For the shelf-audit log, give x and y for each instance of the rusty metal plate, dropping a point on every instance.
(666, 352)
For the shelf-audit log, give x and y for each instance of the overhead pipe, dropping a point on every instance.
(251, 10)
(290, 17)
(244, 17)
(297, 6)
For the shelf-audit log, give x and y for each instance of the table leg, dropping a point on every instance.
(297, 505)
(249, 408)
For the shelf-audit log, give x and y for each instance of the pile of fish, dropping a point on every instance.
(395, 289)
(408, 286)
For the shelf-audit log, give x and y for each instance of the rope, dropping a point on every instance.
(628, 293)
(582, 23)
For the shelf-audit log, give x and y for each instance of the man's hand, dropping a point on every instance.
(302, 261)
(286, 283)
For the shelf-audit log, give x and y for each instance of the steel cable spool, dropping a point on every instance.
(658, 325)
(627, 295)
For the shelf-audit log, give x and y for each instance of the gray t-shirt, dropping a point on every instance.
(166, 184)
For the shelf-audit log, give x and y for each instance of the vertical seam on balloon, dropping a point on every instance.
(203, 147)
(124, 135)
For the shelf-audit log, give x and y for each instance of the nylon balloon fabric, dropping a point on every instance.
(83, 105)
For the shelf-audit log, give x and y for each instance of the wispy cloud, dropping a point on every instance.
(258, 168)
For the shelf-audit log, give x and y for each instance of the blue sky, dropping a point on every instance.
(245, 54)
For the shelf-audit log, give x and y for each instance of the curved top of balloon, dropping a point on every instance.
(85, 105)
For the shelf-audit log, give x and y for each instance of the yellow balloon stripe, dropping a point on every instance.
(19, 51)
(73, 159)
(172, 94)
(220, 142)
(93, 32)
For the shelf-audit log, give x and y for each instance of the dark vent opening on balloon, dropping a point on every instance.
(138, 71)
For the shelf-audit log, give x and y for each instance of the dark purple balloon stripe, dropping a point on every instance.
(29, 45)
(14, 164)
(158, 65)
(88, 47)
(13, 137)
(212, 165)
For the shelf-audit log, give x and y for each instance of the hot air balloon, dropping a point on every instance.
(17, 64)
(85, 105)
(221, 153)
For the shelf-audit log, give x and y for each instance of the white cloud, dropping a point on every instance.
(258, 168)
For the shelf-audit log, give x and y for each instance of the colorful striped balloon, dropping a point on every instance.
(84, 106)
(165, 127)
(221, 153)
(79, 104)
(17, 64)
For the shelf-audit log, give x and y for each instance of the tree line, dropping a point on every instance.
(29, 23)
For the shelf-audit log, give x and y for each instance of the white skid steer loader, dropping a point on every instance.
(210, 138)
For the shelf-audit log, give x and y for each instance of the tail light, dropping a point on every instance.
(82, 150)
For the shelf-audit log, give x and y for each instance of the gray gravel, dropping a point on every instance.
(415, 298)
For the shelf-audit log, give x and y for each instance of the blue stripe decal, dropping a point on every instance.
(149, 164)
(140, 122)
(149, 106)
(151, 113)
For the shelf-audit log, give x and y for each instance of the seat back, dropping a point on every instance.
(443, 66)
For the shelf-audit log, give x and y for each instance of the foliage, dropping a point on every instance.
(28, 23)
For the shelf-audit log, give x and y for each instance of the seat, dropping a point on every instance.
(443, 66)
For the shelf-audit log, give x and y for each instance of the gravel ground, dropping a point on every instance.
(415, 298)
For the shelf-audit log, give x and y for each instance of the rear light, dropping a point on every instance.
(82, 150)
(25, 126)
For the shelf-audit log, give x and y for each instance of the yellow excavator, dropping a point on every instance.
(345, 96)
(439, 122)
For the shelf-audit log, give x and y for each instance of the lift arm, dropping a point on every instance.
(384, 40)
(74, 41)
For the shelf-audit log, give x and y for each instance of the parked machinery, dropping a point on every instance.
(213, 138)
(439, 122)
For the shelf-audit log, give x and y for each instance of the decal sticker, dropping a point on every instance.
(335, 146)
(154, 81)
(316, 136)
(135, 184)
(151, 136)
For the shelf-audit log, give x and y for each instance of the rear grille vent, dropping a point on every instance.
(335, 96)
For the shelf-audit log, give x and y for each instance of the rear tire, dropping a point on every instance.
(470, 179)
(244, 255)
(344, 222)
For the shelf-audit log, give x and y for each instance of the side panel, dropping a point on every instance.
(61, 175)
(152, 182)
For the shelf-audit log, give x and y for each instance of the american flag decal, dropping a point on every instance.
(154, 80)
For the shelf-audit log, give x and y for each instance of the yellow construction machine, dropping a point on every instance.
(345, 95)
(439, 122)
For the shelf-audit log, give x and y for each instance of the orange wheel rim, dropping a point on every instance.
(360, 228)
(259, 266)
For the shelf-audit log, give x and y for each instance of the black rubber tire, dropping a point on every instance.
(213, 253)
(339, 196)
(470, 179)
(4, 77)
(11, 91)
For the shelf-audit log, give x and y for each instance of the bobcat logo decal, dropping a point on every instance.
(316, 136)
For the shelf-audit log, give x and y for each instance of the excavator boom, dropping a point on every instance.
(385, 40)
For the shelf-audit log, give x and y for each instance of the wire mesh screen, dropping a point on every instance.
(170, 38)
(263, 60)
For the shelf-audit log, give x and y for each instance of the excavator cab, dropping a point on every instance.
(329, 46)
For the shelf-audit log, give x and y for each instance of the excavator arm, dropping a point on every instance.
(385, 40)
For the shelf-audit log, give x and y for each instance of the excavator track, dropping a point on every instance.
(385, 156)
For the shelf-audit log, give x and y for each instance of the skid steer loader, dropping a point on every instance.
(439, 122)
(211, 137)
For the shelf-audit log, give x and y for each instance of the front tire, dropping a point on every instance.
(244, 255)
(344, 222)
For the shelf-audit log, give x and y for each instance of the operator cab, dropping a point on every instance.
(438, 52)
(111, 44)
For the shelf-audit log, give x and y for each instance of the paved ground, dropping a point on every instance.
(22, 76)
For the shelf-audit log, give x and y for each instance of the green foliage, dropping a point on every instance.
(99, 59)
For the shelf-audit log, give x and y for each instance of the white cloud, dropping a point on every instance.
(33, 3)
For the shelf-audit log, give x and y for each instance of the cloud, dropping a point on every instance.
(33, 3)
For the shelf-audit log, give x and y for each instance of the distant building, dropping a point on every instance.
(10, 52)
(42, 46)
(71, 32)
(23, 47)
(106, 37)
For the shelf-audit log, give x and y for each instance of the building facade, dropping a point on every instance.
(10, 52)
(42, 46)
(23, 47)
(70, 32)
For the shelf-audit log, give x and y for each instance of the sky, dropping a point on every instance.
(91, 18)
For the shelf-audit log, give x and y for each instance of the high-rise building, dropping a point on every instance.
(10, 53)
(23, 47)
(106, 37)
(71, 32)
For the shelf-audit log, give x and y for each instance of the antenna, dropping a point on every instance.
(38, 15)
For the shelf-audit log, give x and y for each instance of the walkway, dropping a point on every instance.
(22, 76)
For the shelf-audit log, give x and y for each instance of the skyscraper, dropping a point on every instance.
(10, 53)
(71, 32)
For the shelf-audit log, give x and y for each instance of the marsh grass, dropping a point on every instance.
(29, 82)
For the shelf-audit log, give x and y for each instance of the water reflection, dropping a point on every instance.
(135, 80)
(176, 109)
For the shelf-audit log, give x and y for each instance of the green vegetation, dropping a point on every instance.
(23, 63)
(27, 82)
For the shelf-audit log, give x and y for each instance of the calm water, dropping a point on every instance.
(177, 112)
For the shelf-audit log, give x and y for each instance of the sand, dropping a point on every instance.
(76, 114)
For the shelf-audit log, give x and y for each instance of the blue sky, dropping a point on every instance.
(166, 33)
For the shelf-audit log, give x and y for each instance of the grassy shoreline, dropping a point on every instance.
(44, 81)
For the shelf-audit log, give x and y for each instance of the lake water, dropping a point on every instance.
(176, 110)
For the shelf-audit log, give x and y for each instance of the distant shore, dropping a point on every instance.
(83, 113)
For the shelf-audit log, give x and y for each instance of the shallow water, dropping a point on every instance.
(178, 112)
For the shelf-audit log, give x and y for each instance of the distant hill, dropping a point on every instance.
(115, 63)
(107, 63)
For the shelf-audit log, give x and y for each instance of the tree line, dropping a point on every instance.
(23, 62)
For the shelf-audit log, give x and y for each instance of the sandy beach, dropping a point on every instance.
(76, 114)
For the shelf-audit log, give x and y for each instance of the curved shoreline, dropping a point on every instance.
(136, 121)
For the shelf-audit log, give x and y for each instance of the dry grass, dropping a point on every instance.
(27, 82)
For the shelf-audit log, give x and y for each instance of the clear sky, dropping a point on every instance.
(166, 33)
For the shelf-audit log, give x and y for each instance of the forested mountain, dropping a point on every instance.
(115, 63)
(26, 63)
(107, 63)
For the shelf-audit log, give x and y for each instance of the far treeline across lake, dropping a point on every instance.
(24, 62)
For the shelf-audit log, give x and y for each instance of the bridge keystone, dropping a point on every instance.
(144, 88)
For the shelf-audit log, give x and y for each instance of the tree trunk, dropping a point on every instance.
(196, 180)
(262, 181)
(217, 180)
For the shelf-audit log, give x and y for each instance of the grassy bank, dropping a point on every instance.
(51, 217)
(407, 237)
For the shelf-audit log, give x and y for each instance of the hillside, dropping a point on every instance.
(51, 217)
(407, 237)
┄┄┄┄┄┄┄┄┄┄┄┄┄┄┄┄┄┄┄┄
■ **What needs to be done**
Copy out the lines of the material above, unchanged, starting at the line containing "trunk, dropping a point on every instance." and continuing through the final line.

■ **Task solution**
For the shelf-audit log, give x and y for each instance of the tree trunk, dropping a point on every instance.
(196, 180)
(262, 181)
(217, 180)
For the shelf-audit log, give x and y for each instance of the grassy bank, dropping a point on every instance.
(51, 217)
(407, 237)
For the shelf-audit log, give x and y for each instance of the hillside, dropping a point on every instance.
(51, 217)
(407, 237)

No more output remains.